* [Exercise details] Where the lines below hold images, skip those and copy every word exactly.
━━ Records to use
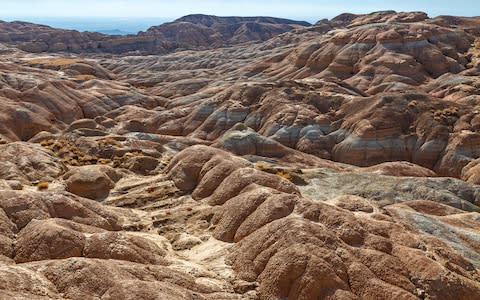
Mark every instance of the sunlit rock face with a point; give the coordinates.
(242, 158)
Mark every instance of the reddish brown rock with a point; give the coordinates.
(93, 182)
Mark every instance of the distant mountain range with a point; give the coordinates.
(189, 32)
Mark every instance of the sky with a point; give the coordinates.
(306, 9)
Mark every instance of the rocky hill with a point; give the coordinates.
(334, 161)
(186, 33)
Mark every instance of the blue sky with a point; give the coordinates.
(303, 9)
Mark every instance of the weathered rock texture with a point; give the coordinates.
(246, 158)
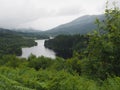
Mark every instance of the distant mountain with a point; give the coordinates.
(7, 31)
(81, 25)
(29, 30)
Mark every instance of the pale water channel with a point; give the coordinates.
(38, 50)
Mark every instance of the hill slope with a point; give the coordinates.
(81, 25)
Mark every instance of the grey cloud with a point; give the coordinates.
(69, 11)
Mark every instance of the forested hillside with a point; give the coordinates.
(11, 42)
(66, 45)
(96, 67)
(82, 25)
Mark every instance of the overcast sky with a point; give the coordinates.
(45, 14)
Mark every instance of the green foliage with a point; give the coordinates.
(11, 42)
(103, 50)
(65, 45)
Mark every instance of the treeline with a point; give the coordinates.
(66, 45)
(11, 43)
(95, 68)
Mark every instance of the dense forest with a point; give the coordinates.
(66, 45)
(95, 67)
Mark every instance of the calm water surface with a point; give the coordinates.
(38, 50)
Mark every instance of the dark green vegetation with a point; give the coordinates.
(95, 68)
(82, 25)
(11, 41)
(66, 45)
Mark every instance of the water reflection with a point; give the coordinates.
(38, 50)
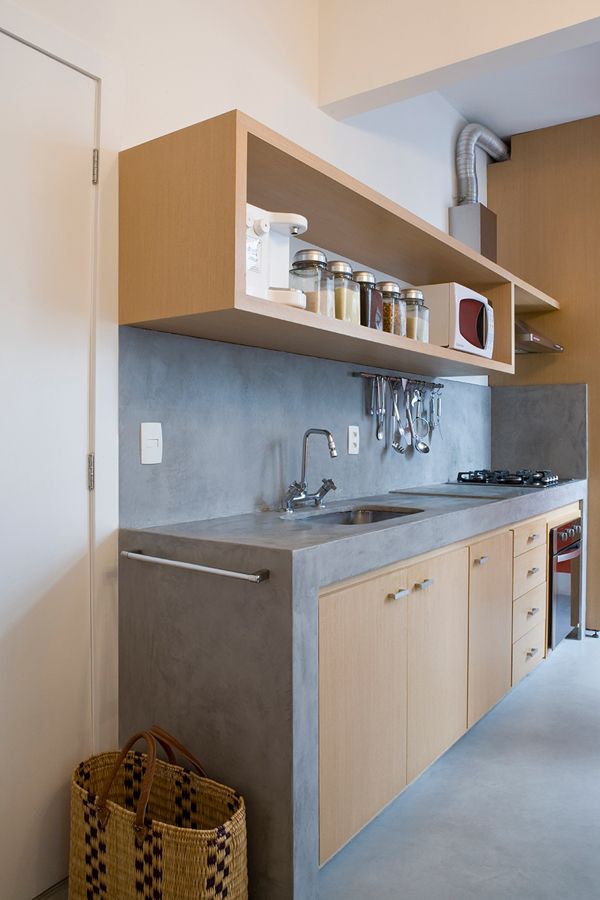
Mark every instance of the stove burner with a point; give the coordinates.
(522, 477)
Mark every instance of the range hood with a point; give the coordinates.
(529, 340)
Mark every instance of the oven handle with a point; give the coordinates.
(571, 554)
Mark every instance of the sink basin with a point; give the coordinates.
(360, 515)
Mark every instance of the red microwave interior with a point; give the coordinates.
(472, 321)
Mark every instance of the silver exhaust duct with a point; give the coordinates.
(472, 222)
(471, 137)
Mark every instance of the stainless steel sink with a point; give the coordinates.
(360, 515)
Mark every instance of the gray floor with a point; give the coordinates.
(511, 811)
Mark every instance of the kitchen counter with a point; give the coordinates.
(447, 513)
(232, 667)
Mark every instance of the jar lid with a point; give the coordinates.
(309, 257)
(412, 295)
(363, 277)
(388, 287)
(339, 266)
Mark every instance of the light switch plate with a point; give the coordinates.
(150, 443)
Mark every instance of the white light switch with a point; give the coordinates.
(150, 443)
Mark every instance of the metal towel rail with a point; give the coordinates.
(254, 577)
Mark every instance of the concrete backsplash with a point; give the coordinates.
(233, 419)
(541, 426)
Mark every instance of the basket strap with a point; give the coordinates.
(140, 828)
(164, 737)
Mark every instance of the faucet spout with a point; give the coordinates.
(297, 493)
(330, 444)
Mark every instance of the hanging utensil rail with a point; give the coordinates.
(394, 379)
(255, 577)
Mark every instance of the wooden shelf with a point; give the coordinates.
(259, 323)
(182, 249)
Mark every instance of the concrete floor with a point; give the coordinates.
(511, 811)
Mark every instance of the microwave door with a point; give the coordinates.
(473, 322)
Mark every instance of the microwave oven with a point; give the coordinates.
(459, 318)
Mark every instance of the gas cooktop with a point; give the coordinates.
━━━━
* [Written answer]
Mark every instance of the sunlit rock face with a point; give the coordinates.
(242, 158)
Mark every instance of the reddish brown rock with a point; give the coordinates.
(93, 182)
Mark every instance of the distant mountain range with a point; give the coordinates.
(189, 32)
Mark every instance of the sky with a point; give the coordinates.
(306, 9)
Mark every instance of the rocky hill with a point; give the coordinates.
(334, 161)
(186, 33)
Mark every instance of the blue sky with a point; give the coordinates.
(303, 9)
Mark every instance of the weathered rock texture with a point; give the coordinates.
(246, 158)
Mark every instance of the distant mountain with a point; give the coordinates.
(7, 31)
(81, 25)
(29, 30)
Mark every instance of the pale water channel with a point; give the coordinates.
(38, 50)
Mark every instance of the hill slope with a point; give the coordinates.
(81, 25)
Mark every instance of the grey cloud with a point; give the coordinates.
(69, 11)
Mark every instance of the forested hillside with a point; give the coordinates.
(11, 42)
(66, 45)
(96, 67)
(82, 25)
Mark every instance of the overcast sky with a point; give the coordinates.
(45, 14)
Mark every instance of the green foliage with a point; give the coordinates.
(11, 42)
(103, 50)
(65, 45)
Mark every instance of the treeline with a point; give the coordinates.
(66, 45)
(11, 43)
(95, 68)
Mark every instance of the dense forest with a point; give the coordinates.
(66, 45)
(95, 67)
Mark every instance of the calm water surface with a point; give the coordinates.
(38, 50)
Mark every instance of the dark green vegetation with a point; give the coordinates.
(95, 68)
(82, 25)
(11, 41)
(66, 45)
Mark every instance of the water reflection with a point; give the coordinates.
(38, 50)
Mark every instance of the stove burner with a point; give the coordinates.
(522, 477)
Mark every instance of the range hood with a point; give the coordinates.
(529, 340)
Mark every instance of the oven handle with a point; give the coordinates.
(571, 554)
Mark every instance of the sink basin with a point; give the coordinates.
(360, 515)
Mark every instance of the red microwave interior with a point; give the coordinates.
(472, 321)
Mark every instance of the silver exhaust duct with a point; give the coordinates.
(472, 222)
(471, 137)
Mark every instance of the stainless steel sink with a point; give the coordinates.
(360, 515)
Mark every instance of the gray floor with a point; give the coordinates.
(511, 811)
Mark every instance of the kitchen counter with a point; give the coordinates.
(447, 513)
(232, 667)
Mark every instance of the jar lid with a point; give the coordinates.
(309, 257)
(412, 295)
(363, 277)
(388, 287)
(339, 266)
Mark every instance of the light switch plate with a point; give the coordinates.
(150, 443)
Mark every instance of the white light switch with a point; give the coordinates.
(150, 443)
Mark every instance of the metal towel rail with a point; give the coordinates.
(254, 577)
Mark every instance of the concrete backsplash with a point; give the coordinates.
(233, 419)
(541, 426)
Mark every instance of the basket strap with a point; give the coordinates.
(140, 828)
(164, 737)
Mark every instance of the faucet spout with a point; give the coordinates.
(297, 493)
(330, 444)
Mark every instance of the hanging utensil rail with a point; give the coordinates.
(394, 379)
(255, 577)
Mark every instance of the wooden shelf with a point; give the coordinates.
(259, 323)
(182, 249)
Mark every instance of the concrete floor with a point; give the coordinates.
(511, 811)
Mark every instance of the microwave door with a point; give the coordinates.
(473, 322)
Mark every instance of the microwave oven with a point; give the coordinates.
(459, 318)
Mark every instance of the gas cooktop with a point; give the coordinates.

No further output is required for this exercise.